** Excerto do documento **
==================================================

TEXTO DE APRESENTAÇÃO DA EXPOSIÇÃO “DO FIO À COSTA”

Com a exposição do Fio à Costa tem o público a oportunidade de conhecer a actividade de uma pequena empresa alentejana de cutelaria que nasceu e se desenvolveu num local improvável, a aldeia da Azaruja, graças à visão e ao espírito empreendedor de gente de ofício. Sem dispor de condições aparentemente favoráveis à produção de objectos em ferro – matérias-primas, energia e transportes baratos – a empresa que fabricava as chamadas facas corticeiras ou Facas Franzina prosperou e sobreviveu como uma pequena empresa familiar durante três gerações ao longo do século XX, vindo a conhecer dificuldades com a integração europeia, acabando por soçobrar devido sobretudo à concorrência asiática no quadro da nova economia globalizada.

==================================================

** O que se pede **
(1) Responda às perguntas seguintes com base no texto de apresentação.
(a) Em que aldeia nasceu e se desenvolveu a empresa de cutelaria?
(b) Durante quantas gerações sobreviveu como empresa familiar?
(c) A que se deveu sobretudo o seu fim?
(2) Reproduza sem alterações o trecho do texto de apresentação entre “Com a exposição” e “nova economia globalizada.”, ambos incluídos.
Responda com base apenas no texto de apresentação, sem recorrer aos dados.

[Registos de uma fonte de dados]
==================================================

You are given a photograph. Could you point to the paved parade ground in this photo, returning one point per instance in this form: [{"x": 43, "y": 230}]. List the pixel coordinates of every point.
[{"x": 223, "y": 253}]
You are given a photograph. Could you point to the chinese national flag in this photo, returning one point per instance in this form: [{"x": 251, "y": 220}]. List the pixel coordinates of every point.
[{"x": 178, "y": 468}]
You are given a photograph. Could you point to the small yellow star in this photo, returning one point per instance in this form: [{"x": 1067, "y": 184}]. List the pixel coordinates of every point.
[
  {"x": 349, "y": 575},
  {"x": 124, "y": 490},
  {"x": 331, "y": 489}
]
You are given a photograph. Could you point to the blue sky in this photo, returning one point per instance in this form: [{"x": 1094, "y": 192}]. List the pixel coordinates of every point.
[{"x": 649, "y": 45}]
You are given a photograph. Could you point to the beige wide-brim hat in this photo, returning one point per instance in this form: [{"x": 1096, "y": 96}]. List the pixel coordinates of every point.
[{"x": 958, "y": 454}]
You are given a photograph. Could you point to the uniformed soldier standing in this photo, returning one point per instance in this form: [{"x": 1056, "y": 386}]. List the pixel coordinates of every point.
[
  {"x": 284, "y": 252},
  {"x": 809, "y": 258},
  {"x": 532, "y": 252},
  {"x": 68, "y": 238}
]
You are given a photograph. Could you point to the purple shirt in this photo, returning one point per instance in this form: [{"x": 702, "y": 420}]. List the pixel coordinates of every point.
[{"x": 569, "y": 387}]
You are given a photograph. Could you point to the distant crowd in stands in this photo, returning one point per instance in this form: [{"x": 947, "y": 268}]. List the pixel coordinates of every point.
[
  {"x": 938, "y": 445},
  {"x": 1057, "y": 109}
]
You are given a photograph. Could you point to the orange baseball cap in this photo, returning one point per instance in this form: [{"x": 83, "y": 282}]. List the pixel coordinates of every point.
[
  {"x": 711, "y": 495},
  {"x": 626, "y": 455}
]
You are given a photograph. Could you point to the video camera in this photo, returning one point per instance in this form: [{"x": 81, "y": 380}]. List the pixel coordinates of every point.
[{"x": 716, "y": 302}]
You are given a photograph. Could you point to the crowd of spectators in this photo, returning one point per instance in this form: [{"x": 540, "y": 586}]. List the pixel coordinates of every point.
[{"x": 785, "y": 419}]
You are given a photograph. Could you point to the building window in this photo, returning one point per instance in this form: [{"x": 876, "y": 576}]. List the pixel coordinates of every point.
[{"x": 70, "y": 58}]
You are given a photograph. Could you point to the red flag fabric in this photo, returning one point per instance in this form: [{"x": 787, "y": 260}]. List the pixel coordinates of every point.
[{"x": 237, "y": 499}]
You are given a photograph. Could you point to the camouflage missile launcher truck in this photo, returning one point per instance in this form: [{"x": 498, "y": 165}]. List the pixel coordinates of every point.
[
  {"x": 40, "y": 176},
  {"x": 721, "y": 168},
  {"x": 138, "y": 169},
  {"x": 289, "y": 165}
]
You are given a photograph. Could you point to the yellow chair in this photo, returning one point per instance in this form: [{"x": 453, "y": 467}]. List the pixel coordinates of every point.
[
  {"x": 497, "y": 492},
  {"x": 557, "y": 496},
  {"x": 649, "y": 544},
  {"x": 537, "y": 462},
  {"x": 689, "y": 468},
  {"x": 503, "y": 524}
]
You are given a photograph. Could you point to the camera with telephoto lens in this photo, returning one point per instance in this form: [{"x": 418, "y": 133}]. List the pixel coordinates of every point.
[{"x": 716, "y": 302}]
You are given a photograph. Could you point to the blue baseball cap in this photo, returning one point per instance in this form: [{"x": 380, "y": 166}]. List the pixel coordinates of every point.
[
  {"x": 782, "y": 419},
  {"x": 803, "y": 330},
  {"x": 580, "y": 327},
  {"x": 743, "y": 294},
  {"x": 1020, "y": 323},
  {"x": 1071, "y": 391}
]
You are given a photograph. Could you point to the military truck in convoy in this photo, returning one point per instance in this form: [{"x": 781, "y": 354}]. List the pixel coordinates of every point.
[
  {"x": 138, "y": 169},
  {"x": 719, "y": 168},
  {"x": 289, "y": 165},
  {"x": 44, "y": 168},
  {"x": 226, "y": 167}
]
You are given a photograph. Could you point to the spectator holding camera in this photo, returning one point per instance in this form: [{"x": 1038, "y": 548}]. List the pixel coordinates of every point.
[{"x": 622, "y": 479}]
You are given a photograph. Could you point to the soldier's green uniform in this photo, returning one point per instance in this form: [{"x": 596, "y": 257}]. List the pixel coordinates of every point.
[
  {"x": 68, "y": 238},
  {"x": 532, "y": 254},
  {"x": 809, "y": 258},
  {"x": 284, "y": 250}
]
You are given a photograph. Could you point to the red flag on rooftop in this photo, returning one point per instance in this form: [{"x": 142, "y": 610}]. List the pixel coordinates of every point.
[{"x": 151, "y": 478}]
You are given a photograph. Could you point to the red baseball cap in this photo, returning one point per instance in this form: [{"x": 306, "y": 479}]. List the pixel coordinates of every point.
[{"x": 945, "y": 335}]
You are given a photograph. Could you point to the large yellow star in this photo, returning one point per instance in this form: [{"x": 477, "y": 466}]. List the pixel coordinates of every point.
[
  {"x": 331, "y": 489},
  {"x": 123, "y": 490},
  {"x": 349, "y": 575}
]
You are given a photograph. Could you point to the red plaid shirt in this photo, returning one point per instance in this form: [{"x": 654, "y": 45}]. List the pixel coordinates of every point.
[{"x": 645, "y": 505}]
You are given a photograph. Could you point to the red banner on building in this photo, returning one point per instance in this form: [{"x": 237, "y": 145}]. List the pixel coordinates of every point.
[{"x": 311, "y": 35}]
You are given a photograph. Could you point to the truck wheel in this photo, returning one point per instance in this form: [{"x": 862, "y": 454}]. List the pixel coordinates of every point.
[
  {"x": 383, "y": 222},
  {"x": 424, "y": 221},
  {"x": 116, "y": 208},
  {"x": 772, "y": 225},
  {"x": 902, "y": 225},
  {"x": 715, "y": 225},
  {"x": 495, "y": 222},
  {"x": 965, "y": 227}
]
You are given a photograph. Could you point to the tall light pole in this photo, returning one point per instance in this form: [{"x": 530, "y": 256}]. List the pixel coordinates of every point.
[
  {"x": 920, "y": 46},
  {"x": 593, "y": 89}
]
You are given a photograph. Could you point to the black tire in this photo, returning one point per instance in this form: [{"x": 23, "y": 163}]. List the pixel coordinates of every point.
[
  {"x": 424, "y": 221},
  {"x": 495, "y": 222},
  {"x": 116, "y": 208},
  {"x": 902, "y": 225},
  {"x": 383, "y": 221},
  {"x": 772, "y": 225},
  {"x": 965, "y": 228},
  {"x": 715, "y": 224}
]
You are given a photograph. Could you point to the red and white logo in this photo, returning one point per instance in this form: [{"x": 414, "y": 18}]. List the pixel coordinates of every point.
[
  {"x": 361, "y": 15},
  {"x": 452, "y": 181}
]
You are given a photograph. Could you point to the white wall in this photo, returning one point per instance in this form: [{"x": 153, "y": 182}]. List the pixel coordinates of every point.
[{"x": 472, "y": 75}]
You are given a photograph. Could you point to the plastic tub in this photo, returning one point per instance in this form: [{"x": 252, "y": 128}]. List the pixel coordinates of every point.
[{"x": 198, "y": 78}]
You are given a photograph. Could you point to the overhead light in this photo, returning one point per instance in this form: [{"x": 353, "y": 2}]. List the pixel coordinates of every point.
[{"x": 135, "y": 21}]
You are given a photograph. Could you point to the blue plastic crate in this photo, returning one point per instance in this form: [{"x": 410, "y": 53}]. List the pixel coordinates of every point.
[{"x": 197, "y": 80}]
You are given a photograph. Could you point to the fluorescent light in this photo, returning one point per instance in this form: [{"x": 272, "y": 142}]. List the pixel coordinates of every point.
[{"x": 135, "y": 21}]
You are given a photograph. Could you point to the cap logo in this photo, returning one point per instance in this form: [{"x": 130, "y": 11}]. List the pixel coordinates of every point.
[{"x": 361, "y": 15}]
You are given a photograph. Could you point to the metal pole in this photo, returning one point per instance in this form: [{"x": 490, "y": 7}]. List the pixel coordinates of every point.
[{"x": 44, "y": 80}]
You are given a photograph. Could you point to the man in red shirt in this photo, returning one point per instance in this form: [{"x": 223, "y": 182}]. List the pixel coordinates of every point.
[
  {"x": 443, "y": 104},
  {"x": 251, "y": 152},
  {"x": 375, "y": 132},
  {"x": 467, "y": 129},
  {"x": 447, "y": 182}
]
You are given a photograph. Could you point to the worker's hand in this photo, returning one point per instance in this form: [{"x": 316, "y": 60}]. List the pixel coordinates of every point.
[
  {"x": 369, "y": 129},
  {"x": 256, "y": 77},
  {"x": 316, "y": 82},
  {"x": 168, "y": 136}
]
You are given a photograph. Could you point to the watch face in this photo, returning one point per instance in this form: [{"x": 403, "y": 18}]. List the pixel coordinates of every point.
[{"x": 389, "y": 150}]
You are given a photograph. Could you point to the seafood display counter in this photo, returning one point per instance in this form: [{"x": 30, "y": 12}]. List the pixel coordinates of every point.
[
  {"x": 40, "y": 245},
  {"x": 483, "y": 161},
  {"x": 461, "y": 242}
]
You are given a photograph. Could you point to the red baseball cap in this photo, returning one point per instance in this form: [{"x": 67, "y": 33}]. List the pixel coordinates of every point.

==================================================

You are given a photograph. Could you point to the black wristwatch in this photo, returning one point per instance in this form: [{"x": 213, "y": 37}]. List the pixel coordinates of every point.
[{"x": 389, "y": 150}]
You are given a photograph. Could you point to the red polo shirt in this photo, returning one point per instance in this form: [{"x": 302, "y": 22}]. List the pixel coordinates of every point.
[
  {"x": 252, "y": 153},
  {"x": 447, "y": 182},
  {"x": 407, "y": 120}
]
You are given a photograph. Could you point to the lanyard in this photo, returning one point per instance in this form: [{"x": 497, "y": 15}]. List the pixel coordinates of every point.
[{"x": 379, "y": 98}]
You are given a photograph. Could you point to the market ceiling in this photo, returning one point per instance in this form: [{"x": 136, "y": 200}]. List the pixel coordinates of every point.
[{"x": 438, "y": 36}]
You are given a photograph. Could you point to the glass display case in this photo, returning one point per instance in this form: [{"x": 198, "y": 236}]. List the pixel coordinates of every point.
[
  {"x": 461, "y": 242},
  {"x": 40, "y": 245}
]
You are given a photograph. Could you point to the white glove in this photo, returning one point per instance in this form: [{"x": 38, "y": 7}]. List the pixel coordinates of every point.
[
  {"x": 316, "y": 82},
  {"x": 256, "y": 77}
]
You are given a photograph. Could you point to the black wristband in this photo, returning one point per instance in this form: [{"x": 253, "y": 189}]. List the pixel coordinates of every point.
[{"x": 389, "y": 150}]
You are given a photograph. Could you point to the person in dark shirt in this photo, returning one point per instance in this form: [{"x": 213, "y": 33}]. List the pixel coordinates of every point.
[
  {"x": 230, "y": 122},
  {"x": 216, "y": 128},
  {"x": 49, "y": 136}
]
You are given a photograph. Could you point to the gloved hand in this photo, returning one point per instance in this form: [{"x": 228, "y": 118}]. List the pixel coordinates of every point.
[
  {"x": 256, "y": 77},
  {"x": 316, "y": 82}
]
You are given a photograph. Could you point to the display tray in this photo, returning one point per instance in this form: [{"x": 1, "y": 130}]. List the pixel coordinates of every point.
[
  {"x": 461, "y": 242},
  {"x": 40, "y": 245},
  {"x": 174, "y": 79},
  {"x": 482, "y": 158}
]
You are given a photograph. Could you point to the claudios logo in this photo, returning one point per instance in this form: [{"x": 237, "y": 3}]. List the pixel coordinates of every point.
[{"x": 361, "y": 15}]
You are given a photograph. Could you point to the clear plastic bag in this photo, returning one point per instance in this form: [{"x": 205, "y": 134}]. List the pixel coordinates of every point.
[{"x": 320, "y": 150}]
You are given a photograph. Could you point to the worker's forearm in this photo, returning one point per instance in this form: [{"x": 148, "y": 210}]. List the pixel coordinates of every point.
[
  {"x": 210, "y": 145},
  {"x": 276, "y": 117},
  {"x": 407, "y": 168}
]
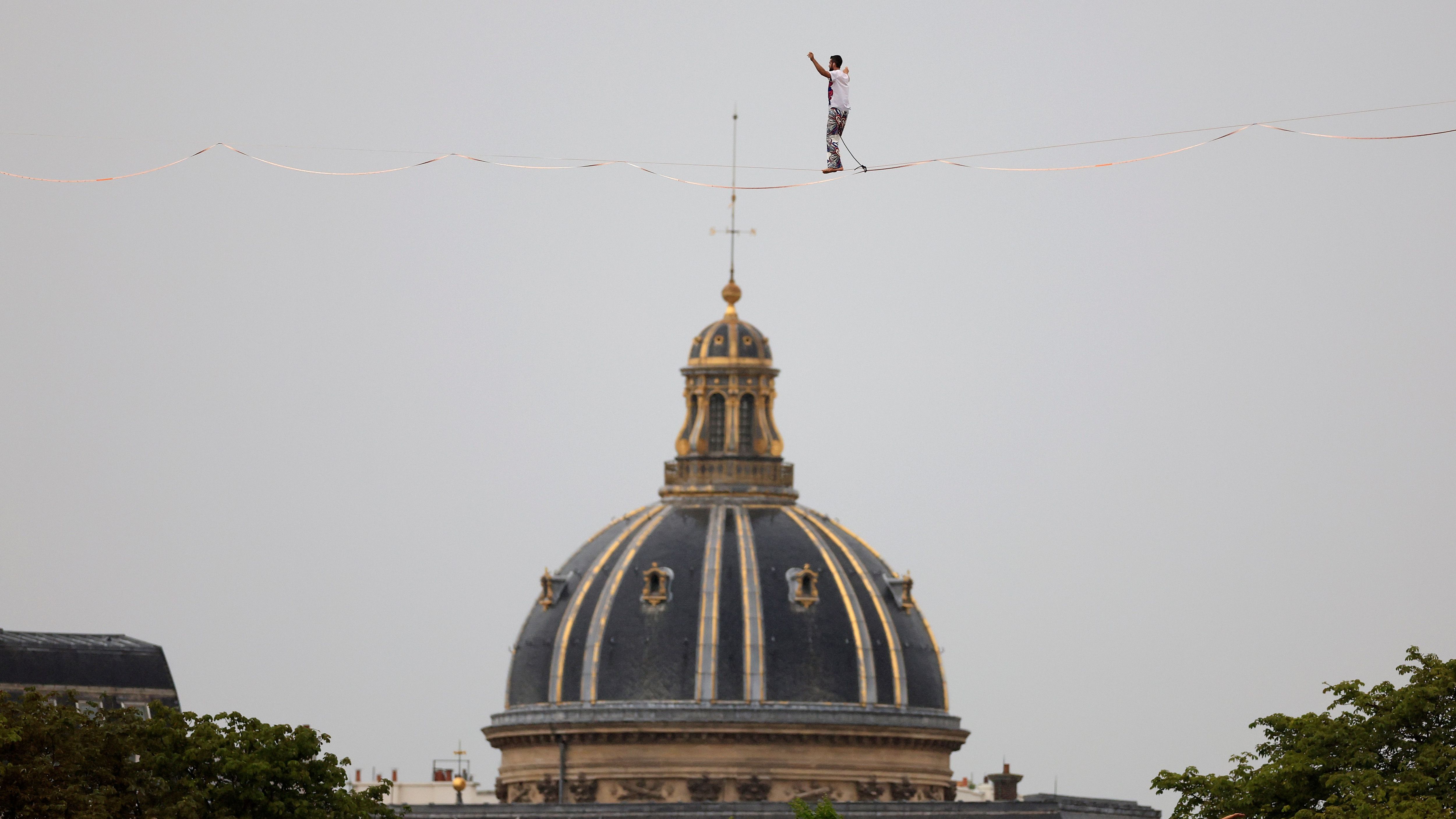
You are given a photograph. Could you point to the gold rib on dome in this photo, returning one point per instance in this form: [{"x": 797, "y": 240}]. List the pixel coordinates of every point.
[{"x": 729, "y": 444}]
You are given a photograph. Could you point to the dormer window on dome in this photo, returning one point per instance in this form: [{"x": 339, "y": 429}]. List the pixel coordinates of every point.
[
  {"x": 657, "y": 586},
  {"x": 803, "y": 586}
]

==================================================

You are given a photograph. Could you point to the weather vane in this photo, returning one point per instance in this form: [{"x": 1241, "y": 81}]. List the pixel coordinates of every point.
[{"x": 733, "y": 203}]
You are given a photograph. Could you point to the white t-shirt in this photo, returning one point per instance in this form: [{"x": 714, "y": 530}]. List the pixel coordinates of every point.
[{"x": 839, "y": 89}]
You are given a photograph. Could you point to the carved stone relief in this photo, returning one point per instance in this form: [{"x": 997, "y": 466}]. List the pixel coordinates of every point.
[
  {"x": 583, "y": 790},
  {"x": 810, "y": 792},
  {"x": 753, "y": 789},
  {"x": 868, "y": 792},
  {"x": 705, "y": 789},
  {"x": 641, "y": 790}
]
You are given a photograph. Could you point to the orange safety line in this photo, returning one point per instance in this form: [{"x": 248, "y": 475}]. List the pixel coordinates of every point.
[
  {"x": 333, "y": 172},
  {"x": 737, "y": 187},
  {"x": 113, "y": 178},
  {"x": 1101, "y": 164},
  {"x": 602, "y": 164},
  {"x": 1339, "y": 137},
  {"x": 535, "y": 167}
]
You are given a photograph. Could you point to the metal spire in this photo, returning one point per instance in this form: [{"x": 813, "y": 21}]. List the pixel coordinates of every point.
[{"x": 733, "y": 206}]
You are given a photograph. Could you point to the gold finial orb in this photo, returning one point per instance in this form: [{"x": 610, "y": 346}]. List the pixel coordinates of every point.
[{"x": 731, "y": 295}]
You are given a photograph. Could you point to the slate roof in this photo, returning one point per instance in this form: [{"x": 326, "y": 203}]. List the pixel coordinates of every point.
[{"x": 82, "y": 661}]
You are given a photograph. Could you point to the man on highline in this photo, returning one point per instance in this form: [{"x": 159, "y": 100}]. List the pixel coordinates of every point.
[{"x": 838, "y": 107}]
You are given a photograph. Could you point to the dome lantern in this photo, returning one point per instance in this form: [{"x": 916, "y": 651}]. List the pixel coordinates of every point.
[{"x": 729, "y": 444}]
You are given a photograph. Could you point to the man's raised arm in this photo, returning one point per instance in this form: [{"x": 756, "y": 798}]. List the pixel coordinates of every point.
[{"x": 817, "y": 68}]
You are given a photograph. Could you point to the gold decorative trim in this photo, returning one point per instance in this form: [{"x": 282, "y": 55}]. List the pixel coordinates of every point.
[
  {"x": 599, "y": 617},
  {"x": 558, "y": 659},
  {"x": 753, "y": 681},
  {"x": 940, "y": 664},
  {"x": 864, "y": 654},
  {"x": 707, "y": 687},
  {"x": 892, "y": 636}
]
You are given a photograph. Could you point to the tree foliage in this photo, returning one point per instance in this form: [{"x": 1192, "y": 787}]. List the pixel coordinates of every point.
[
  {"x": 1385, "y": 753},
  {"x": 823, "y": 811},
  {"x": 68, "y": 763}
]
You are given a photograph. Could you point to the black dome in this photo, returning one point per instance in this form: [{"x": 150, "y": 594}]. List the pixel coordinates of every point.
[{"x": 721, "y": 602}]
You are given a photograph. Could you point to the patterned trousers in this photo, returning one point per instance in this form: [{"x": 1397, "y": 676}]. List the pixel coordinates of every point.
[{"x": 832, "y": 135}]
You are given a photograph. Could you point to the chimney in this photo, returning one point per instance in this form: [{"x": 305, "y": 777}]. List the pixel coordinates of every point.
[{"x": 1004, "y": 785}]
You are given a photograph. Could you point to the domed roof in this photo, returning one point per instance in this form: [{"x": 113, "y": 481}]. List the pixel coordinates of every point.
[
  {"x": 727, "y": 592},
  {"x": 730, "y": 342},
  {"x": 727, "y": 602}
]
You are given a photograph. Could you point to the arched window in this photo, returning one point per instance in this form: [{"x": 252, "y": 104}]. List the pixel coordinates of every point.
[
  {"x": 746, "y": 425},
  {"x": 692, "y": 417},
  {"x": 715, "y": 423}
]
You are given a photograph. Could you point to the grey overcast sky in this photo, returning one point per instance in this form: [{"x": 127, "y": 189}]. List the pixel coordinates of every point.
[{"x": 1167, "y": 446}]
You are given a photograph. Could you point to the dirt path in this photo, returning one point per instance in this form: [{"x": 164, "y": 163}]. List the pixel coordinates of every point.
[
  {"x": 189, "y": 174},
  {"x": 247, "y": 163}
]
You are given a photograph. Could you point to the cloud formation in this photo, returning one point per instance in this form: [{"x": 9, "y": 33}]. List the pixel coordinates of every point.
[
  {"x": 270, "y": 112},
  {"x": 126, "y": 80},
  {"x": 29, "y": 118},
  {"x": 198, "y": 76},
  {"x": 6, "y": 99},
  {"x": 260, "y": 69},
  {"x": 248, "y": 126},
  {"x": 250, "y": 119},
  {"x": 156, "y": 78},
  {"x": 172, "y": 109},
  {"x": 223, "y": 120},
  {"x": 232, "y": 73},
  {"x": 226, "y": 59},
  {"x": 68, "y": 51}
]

==================================================

** Respostas **
(1)
(a) Na aldeia da Azaruja.
(b) Durante três gerações.
(c) Sobretudo à concorrência asiática, no quadro da nova economia globalizada.

(2)
Com a exposição do Fio à Costa tem o público a oportunidade de conhecer a actividade de uma pequena empresa alentejana de cutelaria que nasceu e se desenvolveu num local improvável, a aldeia da Azaruja, graças à visão e ao espírito empreendedor de gente de ofício. Sem dispor de condições aparentemente favoráveis à produção de objectos em ferro – matérias-primas, energia e transportes baratos – a empresa que fabricava as chamadas facas corticeiras ou Facas Franzina prosperou e sobreviveu como uma pequena empresa familiar durante três gerações ao longo do século XX, vindo a conhecer dificuldades com a integração europeia, acabando por soçobrar devido sobretudo à concorrência asiática no quadro da nova economia globalizada.